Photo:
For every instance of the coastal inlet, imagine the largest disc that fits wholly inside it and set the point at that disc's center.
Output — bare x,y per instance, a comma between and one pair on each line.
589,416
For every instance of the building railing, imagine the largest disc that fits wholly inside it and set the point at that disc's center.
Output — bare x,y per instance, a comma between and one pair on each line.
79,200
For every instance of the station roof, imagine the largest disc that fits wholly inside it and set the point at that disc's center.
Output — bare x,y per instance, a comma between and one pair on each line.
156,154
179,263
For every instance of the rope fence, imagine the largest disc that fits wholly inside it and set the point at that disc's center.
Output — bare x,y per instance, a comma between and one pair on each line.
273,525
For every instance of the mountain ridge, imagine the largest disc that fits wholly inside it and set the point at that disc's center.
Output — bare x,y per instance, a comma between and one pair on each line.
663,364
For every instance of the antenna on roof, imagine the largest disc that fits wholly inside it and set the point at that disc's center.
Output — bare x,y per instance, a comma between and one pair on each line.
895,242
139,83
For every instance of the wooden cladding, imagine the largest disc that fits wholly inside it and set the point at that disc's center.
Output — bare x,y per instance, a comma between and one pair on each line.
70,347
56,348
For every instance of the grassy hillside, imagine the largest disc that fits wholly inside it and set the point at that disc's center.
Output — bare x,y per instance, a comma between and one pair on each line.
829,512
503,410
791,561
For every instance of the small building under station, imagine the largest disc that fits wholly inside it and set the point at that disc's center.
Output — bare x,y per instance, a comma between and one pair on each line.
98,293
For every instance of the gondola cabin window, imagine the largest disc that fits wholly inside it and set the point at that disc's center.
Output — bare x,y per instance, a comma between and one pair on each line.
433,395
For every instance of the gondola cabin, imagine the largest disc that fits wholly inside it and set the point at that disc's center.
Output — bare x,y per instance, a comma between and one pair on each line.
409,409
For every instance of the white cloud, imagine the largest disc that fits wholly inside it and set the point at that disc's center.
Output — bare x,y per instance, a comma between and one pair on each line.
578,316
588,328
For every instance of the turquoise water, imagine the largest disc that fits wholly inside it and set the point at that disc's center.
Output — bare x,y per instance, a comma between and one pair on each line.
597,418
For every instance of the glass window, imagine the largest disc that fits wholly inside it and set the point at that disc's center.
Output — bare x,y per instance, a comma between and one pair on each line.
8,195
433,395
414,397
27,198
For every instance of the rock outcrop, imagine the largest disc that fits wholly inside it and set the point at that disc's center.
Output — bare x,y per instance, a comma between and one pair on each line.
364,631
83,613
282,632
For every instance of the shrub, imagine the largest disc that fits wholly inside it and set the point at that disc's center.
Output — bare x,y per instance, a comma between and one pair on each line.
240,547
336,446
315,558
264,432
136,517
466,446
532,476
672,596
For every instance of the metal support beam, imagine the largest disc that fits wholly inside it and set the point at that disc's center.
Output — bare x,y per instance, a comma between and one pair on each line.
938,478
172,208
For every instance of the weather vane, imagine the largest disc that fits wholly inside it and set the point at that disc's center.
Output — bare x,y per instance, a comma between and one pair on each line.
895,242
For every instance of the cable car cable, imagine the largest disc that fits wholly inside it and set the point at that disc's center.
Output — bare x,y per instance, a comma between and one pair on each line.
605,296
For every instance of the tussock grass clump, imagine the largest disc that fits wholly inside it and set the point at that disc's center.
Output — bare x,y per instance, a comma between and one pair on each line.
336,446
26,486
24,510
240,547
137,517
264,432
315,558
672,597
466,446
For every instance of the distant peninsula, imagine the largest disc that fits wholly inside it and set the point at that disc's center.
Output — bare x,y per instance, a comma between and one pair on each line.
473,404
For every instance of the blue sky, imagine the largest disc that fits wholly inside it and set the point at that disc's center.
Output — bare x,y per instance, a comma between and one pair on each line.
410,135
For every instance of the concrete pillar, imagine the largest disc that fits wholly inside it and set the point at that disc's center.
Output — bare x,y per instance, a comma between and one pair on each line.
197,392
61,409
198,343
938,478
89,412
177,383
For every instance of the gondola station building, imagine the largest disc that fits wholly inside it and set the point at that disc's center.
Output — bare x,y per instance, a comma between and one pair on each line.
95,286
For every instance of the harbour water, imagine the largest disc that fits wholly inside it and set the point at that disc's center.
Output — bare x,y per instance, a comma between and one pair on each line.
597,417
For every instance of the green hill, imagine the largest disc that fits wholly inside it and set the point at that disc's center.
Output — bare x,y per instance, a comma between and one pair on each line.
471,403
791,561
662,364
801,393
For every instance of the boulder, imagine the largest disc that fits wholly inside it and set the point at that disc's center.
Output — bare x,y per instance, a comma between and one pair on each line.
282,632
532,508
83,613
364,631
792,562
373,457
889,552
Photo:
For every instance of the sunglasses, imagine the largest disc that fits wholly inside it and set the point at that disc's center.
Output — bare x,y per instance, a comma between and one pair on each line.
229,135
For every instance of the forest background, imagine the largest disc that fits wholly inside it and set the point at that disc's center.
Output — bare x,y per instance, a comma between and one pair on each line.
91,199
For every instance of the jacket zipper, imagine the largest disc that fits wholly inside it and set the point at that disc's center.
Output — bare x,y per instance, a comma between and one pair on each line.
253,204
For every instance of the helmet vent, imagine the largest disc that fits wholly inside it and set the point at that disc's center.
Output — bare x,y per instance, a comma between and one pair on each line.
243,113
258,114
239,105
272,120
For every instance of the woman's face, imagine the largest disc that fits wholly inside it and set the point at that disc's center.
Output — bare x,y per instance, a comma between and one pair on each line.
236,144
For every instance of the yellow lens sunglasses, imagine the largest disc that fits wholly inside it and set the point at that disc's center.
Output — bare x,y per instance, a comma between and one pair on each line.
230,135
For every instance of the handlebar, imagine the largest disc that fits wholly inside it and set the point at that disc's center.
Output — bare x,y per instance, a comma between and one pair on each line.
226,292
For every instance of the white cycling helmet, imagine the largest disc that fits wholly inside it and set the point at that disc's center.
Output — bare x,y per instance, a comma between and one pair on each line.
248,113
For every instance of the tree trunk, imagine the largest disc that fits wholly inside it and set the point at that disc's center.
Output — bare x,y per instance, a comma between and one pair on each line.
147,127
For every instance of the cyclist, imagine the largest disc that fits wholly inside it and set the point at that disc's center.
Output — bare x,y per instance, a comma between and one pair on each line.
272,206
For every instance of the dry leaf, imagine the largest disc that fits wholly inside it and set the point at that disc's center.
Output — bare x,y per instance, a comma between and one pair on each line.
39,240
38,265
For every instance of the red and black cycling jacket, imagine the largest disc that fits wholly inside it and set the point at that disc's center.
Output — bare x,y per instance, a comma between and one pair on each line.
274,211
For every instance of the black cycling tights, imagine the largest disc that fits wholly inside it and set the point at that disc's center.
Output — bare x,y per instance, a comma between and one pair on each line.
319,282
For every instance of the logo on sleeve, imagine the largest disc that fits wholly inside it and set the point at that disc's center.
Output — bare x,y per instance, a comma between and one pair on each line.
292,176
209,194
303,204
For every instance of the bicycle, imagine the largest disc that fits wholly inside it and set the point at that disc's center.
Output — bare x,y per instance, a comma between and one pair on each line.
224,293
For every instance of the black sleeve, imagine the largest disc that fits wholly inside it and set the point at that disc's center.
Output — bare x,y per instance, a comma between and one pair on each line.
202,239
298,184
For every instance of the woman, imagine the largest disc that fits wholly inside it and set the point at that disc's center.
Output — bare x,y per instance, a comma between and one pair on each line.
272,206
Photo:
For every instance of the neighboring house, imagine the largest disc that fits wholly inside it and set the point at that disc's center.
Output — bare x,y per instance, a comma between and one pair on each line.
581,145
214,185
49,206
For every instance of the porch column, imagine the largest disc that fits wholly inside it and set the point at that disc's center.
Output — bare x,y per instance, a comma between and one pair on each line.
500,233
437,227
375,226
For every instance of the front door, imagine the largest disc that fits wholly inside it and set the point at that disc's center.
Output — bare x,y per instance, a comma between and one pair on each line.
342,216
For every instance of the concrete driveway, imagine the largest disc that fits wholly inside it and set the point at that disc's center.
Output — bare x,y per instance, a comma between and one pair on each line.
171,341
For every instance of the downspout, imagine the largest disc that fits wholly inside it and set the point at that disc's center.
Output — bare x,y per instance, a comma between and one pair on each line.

■ DIRECTIVE ■
Copy out the lines starting at the one containing "For every instance of the downspout, imagine" and ending with the last line of the items, keeping every word and mark unchanged.

■ FULL ANSWER ■
For every instance of the downspout, imagine the largest disc that fits wholly inside it and set the point at that disc's center.
Output — bare x,y per instance, a comma between and one pair on each line.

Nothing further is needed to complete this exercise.